_Problem to work on_: Count how many lines in the data hold "bush". Only the number.

=== Section Start ===

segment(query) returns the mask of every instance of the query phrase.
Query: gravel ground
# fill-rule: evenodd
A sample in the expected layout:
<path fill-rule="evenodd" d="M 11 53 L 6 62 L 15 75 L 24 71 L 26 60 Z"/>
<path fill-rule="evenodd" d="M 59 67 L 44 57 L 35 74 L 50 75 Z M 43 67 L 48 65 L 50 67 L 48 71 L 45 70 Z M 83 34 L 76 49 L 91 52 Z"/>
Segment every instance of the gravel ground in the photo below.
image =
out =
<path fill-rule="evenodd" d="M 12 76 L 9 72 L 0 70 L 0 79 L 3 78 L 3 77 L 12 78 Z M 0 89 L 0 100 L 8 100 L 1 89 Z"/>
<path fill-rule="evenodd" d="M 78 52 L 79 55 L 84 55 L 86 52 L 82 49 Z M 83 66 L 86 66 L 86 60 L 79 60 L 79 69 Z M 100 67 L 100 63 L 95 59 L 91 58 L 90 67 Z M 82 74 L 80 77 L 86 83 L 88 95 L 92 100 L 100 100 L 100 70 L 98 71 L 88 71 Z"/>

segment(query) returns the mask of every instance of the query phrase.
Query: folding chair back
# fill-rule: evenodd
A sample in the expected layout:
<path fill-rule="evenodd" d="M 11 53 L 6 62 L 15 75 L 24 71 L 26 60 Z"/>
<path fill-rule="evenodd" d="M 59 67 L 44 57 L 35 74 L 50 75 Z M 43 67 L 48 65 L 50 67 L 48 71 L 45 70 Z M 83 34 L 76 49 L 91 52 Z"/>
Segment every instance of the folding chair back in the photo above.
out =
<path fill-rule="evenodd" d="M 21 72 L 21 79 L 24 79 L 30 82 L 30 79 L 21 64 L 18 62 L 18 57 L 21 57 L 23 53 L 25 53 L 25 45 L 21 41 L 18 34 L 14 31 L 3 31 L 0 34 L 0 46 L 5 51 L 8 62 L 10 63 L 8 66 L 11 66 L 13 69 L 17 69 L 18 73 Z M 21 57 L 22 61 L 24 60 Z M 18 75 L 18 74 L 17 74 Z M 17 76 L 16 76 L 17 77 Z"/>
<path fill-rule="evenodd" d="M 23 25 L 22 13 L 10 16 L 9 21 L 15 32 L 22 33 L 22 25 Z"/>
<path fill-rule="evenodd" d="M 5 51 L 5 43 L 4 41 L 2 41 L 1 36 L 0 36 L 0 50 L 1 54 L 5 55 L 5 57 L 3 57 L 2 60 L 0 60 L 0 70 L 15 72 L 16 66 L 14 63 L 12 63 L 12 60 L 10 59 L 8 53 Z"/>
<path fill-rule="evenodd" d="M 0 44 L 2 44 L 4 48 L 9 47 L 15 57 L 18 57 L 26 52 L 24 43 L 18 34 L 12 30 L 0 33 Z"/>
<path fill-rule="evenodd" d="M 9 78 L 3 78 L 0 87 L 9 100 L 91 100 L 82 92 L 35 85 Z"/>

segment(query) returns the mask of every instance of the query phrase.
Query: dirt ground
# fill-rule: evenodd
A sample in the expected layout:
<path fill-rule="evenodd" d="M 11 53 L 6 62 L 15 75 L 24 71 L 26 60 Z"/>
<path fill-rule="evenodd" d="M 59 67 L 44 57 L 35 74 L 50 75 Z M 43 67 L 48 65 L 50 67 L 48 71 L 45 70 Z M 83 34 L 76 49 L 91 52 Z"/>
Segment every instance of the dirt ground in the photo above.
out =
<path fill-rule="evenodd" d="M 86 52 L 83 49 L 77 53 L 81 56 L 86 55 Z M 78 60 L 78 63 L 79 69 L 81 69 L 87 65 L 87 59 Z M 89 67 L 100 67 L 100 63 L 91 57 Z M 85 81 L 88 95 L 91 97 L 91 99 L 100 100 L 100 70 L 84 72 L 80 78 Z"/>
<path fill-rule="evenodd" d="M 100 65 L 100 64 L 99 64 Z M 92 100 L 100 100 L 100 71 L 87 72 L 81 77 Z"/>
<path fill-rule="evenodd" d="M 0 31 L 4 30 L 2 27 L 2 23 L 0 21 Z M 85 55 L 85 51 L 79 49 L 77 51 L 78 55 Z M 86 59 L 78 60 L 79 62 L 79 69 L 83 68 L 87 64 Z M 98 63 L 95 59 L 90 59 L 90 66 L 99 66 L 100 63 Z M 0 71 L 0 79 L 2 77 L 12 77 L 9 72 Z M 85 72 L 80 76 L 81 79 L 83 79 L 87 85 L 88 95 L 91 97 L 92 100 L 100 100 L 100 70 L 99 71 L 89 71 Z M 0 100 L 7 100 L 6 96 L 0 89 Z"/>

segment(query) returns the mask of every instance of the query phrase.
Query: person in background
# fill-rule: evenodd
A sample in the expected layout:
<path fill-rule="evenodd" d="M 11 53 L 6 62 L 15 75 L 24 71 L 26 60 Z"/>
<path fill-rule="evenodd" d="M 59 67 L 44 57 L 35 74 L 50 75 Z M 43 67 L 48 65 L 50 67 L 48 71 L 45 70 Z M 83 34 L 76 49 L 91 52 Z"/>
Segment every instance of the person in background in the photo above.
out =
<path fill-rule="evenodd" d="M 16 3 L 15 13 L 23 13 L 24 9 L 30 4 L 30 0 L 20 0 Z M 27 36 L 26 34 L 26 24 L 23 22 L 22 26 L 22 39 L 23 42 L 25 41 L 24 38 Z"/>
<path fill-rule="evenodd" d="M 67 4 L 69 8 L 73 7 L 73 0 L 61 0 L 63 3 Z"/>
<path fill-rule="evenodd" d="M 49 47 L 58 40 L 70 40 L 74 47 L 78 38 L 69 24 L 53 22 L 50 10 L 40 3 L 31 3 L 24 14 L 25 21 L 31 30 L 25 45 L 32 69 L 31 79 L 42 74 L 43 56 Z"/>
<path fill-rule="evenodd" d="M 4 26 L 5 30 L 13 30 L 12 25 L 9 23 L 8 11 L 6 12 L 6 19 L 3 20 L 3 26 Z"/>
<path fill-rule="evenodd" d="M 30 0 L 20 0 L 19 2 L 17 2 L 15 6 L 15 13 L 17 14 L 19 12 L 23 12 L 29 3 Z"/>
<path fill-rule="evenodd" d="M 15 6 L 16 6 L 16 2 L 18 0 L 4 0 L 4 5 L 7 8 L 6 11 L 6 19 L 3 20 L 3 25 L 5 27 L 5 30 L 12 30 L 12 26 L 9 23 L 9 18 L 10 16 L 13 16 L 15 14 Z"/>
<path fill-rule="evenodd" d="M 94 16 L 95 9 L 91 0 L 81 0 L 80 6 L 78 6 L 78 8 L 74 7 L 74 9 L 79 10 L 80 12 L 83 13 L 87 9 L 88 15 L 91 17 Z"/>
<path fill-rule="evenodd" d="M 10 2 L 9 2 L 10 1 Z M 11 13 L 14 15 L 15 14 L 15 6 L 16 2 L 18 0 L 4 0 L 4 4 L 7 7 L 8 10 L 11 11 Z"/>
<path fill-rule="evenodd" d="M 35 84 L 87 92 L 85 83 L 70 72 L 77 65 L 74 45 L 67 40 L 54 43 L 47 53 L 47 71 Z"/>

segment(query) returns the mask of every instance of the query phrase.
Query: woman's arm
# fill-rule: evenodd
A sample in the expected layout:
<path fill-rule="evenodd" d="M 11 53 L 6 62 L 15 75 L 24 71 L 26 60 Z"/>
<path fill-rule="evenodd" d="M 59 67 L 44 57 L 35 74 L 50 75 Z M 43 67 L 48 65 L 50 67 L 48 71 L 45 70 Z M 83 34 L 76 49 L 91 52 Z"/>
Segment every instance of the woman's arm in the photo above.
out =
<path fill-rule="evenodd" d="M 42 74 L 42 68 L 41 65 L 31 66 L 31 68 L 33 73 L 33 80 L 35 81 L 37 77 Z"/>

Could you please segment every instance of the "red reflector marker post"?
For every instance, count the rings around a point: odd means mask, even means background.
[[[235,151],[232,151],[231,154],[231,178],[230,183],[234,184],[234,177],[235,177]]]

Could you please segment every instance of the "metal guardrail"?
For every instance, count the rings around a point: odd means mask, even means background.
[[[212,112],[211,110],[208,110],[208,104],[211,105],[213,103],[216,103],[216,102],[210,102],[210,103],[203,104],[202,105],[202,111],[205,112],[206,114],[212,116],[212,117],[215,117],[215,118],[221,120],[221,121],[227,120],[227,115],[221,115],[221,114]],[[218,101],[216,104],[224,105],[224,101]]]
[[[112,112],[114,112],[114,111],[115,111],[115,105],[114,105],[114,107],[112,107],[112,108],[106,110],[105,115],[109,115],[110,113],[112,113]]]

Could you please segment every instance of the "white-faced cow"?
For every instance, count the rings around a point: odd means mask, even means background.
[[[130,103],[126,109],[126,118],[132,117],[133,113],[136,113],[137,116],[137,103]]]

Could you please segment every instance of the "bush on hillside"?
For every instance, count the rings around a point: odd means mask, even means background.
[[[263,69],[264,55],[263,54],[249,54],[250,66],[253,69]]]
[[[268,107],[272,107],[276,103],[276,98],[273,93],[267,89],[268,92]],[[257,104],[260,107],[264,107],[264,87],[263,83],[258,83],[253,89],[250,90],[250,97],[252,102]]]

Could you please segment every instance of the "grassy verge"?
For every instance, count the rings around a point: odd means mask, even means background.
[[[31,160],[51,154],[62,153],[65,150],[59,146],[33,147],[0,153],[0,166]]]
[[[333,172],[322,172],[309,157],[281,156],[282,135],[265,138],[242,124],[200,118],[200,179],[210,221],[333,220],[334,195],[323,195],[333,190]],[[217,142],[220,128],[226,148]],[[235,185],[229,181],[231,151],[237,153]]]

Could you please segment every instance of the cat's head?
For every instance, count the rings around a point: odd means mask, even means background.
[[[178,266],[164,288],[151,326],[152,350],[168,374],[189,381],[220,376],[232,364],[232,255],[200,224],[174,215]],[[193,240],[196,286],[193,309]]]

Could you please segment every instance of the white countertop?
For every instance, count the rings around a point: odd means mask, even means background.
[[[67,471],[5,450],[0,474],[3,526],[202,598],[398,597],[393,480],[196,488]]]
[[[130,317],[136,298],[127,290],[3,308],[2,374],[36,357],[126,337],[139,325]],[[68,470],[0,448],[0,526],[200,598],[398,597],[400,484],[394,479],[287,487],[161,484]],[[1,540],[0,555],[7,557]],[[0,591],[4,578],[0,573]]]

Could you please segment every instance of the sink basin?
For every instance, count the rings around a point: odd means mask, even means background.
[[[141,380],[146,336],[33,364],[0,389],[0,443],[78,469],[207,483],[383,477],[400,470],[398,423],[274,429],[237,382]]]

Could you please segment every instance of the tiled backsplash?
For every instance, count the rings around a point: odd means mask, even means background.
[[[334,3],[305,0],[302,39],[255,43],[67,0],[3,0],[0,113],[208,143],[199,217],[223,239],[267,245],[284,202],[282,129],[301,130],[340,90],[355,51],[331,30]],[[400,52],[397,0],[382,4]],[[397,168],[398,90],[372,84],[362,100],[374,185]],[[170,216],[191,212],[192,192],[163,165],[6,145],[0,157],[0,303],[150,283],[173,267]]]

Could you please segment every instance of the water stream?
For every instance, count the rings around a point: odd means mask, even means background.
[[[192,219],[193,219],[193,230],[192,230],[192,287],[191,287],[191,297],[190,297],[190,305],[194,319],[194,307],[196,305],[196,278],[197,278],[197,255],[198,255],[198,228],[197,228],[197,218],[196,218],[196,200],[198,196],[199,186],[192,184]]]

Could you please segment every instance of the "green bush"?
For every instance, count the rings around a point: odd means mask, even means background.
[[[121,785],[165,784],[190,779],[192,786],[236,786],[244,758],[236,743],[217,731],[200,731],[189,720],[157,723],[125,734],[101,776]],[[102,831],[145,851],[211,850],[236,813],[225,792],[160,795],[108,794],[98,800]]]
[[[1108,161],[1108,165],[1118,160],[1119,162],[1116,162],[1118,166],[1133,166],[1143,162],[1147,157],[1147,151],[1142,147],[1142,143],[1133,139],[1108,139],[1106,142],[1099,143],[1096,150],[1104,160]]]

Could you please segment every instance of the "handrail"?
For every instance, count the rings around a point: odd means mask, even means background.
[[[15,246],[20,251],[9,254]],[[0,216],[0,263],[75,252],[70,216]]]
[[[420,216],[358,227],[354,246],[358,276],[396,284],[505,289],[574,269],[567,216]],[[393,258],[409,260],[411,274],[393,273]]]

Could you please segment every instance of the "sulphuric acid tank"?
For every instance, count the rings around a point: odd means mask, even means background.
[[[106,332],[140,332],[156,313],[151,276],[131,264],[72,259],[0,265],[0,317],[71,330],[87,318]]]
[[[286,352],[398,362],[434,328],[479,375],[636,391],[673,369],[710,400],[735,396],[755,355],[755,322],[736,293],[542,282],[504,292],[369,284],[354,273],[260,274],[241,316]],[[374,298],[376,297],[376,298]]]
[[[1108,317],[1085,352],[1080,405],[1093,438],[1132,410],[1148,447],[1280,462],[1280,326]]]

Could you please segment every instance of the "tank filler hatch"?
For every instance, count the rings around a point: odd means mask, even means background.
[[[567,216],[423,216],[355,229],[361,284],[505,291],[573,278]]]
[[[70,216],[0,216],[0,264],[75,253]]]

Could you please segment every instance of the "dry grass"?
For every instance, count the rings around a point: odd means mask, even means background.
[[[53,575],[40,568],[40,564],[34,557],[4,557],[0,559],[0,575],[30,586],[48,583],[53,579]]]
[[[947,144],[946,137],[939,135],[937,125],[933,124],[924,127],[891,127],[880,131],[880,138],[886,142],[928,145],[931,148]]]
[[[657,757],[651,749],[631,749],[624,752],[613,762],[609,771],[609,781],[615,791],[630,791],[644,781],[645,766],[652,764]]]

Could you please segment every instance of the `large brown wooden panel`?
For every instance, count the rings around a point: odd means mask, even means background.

=== Section End ===

_Task result_: 2